- _TASK GOAL_: Extract the lines of the listing verbatim, beginning at its first line and stopping after the line that contains "M 71 0 L 23". Leave the pictures out of your answer.

-- Begin LISTING --

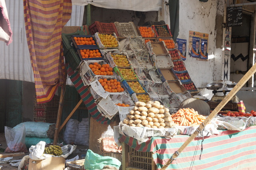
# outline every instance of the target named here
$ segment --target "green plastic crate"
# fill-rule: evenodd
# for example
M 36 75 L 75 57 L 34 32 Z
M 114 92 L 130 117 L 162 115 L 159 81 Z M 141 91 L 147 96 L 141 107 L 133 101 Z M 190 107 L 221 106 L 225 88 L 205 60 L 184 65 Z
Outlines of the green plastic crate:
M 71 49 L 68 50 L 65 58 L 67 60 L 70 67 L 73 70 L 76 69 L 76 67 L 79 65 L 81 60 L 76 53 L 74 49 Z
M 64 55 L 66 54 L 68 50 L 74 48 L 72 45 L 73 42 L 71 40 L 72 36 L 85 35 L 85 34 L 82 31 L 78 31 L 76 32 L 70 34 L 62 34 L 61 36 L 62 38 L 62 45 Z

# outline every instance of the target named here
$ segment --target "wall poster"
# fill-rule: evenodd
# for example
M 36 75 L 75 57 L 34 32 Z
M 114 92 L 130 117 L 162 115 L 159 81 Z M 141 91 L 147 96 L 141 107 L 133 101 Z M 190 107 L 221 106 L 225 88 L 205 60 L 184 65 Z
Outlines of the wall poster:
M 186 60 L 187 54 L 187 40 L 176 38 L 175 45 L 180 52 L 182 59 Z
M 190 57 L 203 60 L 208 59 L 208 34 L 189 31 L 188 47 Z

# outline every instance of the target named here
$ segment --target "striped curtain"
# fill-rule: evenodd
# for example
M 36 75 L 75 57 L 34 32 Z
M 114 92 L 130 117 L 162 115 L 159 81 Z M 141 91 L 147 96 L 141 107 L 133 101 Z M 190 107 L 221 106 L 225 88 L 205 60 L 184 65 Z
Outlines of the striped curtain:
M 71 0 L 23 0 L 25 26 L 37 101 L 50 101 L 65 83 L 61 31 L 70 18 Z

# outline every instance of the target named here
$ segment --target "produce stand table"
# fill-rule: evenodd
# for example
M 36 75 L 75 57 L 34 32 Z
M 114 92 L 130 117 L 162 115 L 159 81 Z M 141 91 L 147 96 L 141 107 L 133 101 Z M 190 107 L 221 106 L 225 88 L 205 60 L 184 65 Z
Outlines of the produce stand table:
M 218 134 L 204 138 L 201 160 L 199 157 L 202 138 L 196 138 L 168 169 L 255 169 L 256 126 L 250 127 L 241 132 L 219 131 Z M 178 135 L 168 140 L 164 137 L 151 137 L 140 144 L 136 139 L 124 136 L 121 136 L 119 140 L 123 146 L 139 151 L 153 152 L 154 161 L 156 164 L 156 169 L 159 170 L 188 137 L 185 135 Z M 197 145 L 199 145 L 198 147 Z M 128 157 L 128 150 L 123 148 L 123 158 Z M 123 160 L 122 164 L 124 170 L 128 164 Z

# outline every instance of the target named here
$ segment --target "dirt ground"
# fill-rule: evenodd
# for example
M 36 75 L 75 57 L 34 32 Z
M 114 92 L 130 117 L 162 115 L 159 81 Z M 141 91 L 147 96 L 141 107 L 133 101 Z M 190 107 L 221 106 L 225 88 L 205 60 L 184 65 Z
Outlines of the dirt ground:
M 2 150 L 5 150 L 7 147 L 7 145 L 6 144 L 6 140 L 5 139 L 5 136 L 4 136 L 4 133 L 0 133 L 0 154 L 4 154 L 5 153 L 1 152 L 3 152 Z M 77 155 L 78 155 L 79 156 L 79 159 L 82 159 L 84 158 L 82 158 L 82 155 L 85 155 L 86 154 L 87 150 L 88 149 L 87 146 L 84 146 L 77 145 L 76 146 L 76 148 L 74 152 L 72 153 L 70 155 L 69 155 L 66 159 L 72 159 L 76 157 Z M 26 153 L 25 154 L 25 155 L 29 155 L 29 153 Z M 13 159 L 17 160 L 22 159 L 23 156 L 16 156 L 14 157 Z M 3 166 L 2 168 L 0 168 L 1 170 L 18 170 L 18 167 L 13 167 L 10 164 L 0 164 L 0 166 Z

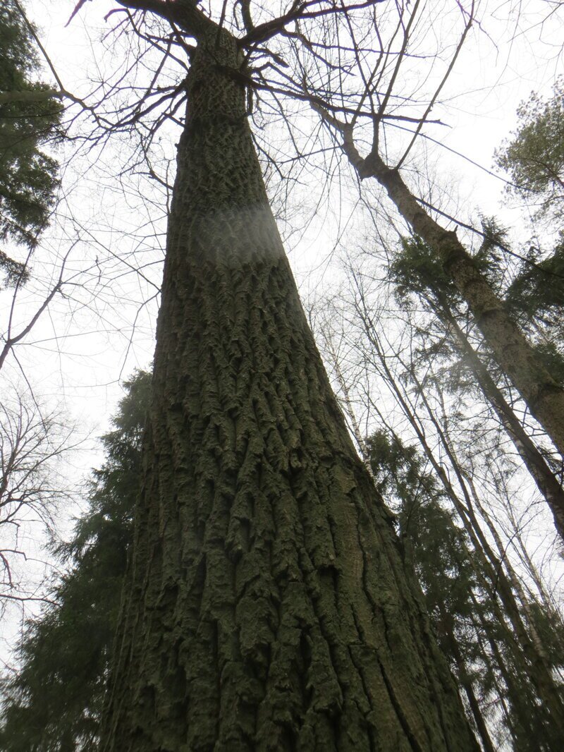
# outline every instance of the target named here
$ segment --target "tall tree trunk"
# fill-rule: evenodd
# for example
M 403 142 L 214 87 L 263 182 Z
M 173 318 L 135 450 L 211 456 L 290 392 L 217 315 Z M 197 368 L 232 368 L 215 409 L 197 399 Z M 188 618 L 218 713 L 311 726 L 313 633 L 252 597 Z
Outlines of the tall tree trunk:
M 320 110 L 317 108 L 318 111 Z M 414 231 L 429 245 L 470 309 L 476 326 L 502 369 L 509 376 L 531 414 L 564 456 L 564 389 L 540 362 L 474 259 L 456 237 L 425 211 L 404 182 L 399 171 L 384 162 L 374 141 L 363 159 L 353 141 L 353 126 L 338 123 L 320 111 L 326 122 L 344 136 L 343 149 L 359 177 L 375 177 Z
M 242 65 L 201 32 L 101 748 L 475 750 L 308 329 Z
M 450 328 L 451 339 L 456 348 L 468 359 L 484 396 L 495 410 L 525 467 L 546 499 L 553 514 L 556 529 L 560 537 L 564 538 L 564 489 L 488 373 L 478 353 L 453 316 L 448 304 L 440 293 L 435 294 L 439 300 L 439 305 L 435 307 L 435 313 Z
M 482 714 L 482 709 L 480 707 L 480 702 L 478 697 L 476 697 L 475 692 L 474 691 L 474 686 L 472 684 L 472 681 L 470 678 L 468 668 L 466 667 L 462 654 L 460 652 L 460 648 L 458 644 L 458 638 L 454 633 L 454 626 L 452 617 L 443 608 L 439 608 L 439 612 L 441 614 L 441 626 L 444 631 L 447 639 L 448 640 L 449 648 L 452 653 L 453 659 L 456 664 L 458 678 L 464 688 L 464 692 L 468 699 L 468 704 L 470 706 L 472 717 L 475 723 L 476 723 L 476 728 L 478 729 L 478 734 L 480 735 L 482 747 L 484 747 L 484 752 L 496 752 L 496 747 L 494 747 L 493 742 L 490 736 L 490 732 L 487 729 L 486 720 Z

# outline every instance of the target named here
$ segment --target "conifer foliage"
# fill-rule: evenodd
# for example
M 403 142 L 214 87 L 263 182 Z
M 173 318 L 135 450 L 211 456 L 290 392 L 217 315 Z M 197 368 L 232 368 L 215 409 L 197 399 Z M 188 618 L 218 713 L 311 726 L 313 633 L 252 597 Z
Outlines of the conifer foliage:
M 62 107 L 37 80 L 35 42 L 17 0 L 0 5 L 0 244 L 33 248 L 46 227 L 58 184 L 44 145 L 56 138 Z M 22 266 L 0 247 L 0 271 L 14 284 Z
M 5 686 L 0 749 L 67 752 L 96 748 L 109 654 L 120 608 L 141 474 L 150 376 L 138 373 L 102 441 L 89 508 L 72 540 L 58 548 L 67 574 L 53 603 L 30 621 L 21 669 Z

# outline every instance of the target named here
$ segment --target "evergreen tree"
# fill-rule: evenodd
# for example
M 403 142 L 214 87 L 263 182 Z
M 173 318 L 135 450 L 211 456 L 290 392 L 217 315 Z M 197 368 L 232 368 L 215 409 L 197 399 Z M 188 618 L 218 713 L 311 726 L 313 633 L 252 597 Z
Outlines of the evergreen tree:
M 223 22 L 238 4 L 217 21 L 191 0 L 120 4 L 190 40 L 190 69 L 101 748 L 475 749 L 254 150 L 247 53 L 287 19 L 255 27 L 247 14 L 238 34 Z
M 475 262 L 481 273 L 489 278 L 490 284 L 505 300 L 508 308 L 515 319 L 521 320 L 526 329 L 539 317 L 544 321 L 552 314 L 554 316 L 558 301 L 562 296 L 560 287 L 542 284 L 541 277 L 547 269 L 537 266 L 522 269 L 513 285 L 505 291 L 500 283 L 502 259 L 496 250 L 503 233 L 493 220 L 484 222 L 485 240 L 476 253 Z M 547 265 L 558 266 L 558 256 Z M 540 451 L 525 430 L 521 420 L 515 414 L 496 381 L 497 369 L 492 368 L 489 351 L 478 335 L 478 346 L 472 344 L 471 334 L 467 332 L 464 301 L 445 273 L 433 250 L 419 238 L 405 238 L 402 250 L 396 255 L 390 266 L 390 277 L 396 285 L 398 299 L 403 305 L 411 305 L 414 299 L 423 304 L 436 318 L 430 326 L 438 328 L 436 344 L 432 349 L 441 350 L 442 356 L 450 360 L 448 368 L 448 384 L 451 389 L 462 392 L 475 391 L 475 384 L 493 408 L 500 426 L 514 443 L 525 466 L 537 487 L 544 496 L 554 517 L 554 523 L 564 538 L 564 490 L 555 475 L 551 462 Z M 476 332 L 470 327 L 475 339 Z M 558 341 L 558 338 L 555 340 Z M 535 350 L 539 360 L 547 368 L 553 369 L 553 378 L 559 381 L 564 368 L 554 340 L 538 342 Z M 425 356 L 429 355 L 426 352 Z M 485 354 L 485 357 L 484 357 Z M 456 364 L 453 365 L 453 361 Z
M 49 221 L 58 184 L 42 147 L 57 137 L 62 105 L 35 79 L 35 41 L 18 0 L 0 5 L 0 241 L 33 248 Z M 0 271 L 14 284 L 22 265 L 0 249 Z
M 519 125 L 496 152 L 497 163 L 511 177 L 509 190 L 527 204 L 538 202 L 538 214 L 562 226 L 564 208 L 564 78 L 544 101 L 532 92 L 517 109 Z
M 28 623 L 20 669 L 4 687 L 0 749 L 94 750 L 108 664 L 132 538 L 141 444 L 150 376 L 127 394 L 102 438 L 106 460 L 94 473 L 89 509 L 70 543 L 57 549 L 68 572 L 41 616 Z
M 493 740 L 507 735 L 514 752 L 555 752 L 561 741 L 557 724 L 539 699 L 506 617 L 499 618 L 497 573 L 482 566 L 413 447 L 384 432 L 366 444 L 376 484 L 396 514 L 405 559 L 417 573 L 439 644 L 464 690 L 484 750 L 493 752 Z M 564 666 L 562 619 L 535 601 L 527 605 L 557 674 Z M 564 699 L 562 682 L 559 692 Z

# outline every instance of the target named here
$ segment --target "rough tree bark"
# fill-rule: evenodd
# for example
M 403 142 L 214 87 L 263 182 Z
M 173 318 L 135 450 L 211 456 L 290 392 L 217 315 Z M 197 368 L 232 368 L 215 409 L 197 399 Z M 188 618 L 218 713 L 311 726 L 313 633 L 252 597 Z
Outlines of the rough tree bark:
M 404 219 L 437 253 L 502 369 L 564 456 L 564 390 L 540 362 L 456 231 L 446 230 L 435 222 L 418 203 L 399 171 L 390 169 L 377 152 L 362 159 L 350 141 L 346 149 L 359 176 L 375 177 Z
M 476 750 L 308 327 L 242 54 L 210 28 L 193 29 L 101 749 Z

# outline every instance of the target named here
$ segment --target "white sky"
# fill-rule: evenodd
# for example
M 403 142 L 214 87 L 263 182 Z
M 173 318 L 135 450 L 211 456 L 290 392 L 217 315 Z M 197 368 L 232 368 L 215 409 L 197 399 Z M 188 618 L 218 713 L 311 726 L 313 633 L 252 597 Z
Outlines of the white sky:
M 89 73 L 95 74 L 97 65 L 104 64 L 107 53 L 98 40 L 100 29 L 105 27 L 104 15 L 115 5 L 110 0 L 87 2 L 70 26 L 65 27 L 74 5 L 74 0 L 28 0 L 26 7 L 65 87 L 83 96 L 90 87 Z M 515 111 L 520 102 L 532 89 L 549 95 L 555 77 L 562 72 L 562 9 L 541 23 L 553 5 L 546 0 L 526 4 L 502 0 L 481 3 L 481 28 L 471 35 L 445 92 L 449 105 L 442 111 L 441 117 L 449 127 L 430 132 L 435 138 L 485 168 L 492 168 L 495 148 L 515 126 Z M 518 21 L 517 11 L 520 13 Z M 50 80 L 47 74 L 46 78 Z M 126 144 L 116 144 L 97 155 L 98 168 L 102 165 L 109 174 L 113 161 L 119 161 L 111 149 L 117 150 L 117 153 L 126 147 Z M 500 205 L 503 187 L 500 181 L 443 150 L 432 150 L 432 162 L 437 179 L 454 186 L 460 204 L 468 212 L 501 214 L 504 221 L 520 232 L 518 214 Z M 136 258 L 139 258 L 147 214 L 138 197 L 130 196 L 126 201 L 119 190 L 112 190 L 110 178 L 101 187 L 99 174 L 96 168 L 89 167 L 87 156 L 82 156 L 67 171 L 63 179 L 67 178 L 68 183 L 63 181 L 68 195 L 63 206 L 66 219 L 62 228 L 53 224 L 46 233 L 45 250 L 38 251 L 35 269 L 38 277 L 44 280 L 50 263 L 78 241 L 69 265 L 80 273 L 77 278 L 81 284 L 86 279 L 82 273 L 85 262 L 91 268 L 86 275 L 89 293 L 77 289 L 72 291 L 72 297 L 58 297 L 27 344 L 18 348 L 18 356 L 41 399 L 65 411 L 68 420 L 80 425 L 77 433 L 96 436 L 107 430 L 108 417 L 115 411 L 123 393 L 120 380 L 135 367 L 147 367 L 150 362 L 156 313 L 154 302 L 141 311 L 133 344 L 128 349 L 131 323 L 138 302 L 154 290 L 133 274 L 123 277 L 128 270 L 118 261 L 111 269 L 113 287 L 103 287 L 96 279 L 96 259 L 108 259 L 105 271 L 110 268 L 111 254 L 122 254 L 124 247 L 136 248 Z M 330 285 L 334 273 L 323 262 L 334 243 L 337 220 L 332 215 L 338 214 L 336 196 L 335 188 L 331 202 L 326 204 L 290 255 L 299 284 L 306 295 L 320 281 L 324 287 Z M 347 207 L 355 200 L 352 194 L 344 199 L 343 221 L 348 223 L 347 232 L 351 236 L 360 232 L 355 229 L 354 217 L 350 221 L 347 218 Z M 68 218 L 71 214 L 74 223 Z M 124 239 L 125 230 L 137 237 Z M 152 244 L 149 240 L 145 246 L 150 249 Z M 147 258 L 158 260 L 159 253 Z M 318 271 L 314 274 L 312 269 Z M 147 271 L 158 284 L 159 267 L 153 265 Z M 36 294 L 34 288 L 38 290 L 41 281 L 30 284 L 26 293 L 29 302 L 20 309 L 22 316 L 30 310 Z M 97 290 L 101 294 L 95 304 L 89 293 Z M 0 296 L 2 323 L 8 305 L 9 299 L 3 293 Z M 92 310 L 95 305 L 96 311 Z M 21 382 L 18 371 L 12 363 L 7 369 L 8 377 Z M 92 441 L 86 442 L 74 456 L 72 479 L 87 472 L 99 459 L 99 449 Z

-- End LISTING --

- _SOLUTION TO THE PROBLEM_:
# outline every instance of the target named here
$ segment --target "green plastic crate"
# fill-rule: evenodd
# for example
M 36 75 L 75 57 L 34 32 Z
M 114 92 L 130 117 L 162 115 L 159 81 Z M 141 91 L 147 96 L 141 107 L 133 101 Z M 190 107 L 221 106 L 225 88 L 205 60 L 184 65 Z
Outlines of the green plastic crate:
M 71 49 L 68 50 L 65 58 L 67 60 L 70 67 L 73 70 L 76 69 L 76 67 L 79 65 L 81 60 L 76 53 L 74 49 Z
M 64 55 L 66 54 L 68 50 L 74 48 L 72 45 L 73 42 L 71 40 L 72 36 L 85 35 L 85 34 L 82 31 L 78 31 L 76 32 L 70 34 L 62 34 L 61 36 L 62 38 L 62 45 Z

# outline every instance of the target named here
$ segment --target "wall poster"
# fill-rule: evenodd
# for example
M 36 75 L 75 57 L 34 32 Z
M 114 92 L 130 117 L 162 115 L 159 81 Z M 141 91 L 147 96 L 141 107 L 133 101 Z M 190 107 L 221 106 L 225 88 L 205 60 L 184 65 Z
Outlines of the wall poster:
M 186 60 L 187 54 L 187 40 L 176 38 L 175 45 L 180 52 L 182 59 Z
M 190 57 L 203 60 L 208 59 L 208 34 L 189 31 L 188 47 Z

# outline every instance of the target named here
$ segment --target "striped curtain"
# fill-rule: evenodd
# for example
M 36 75 L 75 57 L 34 32 Z
M 114 92 L 130 117 L 162 115 L 159 81 Z M 141 91 L 147 96 L 141 107 L 133 101 Z M 190 107 L 221 106 L 225 88 L 205 60 L 184 65 Z
Outlines of the striped curtain:
M 71 0 L 23 0 L 25 26 L 37 101 L 50 101 L 65 83 L 61 31 L 70 18 Z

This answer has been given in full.